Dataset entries
*-*-*

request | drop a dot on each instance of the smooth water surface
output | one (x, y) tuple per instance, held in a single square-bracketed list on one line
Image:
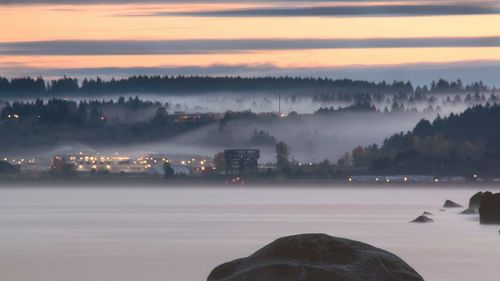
[(180, 234)]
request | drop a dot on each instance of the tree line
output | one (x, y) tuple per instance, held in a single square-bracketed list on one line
[(466, 143), (29, 86)]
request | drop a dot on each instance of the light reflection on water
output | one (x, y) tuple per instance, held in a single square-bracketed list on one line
[(181, 234)]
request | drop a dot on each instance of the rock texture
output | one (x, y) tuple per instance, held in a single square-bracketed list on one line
[(489, 211), (423, 219), (475, 200), (468, 212), (451, 204), (316, 257)]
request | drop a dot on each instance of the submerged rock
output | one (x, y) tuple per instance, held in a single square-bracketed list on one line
[(316, 257), (475, 200), (489, 211), (451, 204), (423, 219), (468, 212)]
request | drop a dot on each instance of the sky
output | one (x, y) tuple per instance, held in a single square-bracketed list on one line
[(416, 40)]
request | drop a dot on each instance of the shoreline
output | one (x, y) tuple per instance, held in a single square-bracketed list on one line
[(6, 182)]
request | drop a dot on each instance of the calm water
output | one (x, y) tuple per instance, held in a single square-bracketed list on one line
[(149, 234)]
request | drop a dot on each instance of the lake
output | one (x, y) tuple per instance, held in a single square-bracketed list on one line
[(180, 234)]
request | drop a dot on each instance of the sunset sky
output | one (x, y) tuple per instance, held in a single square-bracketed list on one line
[(362, 39)]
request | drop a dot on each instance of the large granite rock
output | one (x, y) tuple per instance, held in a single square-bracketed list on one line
[(316, 257), (489, 211)]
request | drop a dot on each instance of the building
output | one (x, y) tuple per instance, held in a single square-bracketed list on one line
[(241, 161)]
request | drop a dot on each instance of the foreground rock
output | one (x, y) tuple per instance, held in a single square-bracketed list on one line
[(423, 219), (475, 200), (451, 204), (316, 257), (468, 212), (489, 211)]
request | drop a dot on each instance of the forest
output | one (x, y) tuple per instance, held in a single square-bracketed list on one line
[(68, 86), (460, 144)]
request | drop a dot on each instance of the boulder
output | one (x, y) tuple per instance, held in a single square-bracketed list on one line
[(451, 204), (468, 212), (489, 211), (475, 200), (423, 219), (316, 257)]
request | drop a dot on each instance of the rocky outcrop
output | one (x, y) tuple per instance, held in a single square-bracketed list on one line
[(316, 257), (468, 212), (451, 204), (475, 200), (489, 211), (423, 219)]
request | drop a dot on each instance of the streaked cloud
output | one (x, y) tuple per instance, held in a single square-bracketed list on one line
[(378, 10), (420, 74), (204, 46)]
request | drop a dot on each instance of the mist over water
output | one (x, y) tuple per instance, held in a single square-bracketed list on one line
[(129, 234), (311, 138)]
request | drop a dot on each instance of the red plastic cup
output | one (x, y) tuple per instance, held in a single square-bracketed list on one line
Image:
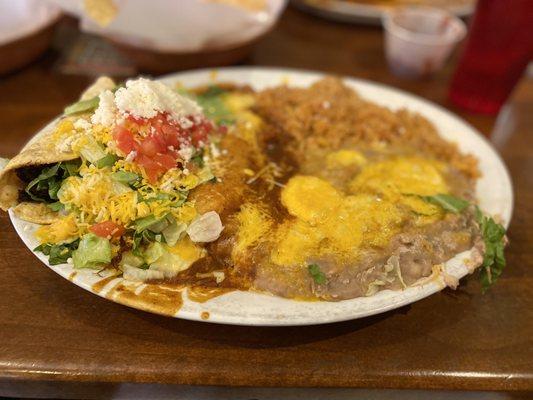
[(497, 51)]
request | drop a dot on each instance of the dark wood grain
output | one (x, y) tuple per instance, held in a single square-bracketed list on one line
[(52, 330)]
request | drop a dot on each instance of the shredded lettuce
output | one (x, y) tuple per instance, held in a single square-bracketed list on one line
[(58, 253), (107, 161), (125, 177), (92, 151), (93, 252), (493, 236), (45, 186), (173, 232)]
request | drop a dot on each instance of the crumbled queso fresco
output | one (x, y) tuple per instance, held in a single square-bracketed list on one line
[(142, 98)]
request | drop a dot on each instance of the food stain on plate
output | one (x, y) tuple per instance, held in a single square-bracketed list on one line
[(160, 299), (201, 294)]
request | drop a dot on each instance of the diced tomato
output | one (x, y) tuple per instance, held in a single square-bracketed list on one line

*-*-*

Although the records contain pictures, the copy should hold only their text, reproduced exactly.

request | drop a dot on each instance of the smooth water surface
output | one (x, y) tuple per instance, held in a single square-bracketed list on one line
Image:
[(180, 234)]
request | drop a dot on each instance of the tree line
output | one (x, y) tuple per instance, held in a single square-bracketed list on one line
[(466, 143), (29, 86)]
request | drop a dot on each instance of the light reflection on water
output | one (x, y) tuple per instance, held in a single square-bracketed list on one line
[(181, 234)]
request | drop a dot on each instance of the rock texture
output | one (x, y) tuple per instance, held in a single square-bracketed list on one line
[(489, 211), (423, 219), (475, 200), (468, 212), (451, 204), (316, 257)]
request | drop a dot on each instance of the submerged rock
output | one (x, y) tuple per instance, held in a single square-bracketed list on one line
[(316, 257), (475, 200), (489, 211), (451, 204), (423, 219), (468, 212)]
request | drop a dot on each instance of the sky
output | one (x, y) tuple per instance, held in a single square-bracketed list on one line
[(416, 40)]
request | drop a dot on each instance of the shoreline
output | one (x, y) tuple per instance, held in a single square-bracketed list on one line
[(6, 182)]
request | drop a dot on each instance of the calm water
output | one (x, y) tuple per instance, held in a single square-bracketed list on one line
[(149, 234)]
request | drop a dot on each instance of the lake
output | one (x, y) tuple per instance, held in a single square-bracketed list on one line
[(180, 234)]
request | drop a dot on each instance of the sunset sky
output | one (x, y) tuple per instance, held in a single square-bracketed list on one line
[(362, 39)]
request | drop a dot on each instance of the large granite rock
output | one (x, y) tuple per instance, held in a single square-bracketed list on one line
[(316, 257), (489, 211)]
request | drop a dot on each instance of the building
output | one (x, y) tuple per instance, held in a single square-bracketed list on one line
[(241, 161)]
request | drop a dot on each instance of the foreground rock
output | one (x, y) tuple per instance, held in a single square-bracketed list on one line
[(423, 219), (475, 200), (451, 204), (316, 257), (468, 212), (489, 211)]
request | drop a dot on each instance of the forest
output | one (x, y) tuple per instance, held in a single square-bracketed list on one line
[(68, 86), (460, 144)]
request | drop a dot on each instance of the boulder
output | one (x, y) tuple per instance, held in a single square-bracketed list on one line
[(451, 204), (468, 212), (489, 211), (475, 200), (423, 219), (316, 257)]
request | drop a dot on each instance of the rocky outcrop
output | one (x, y) tuple per instance, held in a single square-bracketed list on one line
[(316, 257), (468, 212), (451, 204), (475, 200), (489, 211), (423, 219)]
request | drop a dot on each instance of the streaked cloud
output | one (x, y) tuple per instance, held in a single square-bracketed list on one line
[(378, 10), (420, 74), (204, 46)]
request | drop a dot on each instance of the mist over water
output | one (x, y) tuple per instance, held in a single square-bracketed list on one line
[(129, 234), (311, 138)]
request | drop a dot on each instance of the red plastic cup
output | one (x, y) tuple per instance, held in a single square-bracketed list on one line
Image:
[(497, 51)]
request | drop a dot on each instance of the dark wood grain
output | one (x, y) tuple per instance, held in a single square-bracketed list on one line
[(52, 330)]
request | drop a dot on each instance of the shredded lettuce
output | one (x, y) tuple per instance, held in a single square-bracketed list on one line
[(58, 253), (107, 161), (125, 177), (92, 151), (93, 252), (493, 236), (45, 186), (173, 232)]
request | drop a dot on each instance of the crumbled queso fresco
output | one (x, y) tuple per instance, held in a single square-bracketed list on one line
[(142, 98)]
request | drop a dot on each instance of the food stain on plate
output | one (x, y) tuple per instance, held in a single square-bracketed list on one line
[(160, 299), (201, 294)]
request | drop a dot on each instance of the diced tomato
output | one (x, y) tuple per instance, held in a single square-bracketed list on one line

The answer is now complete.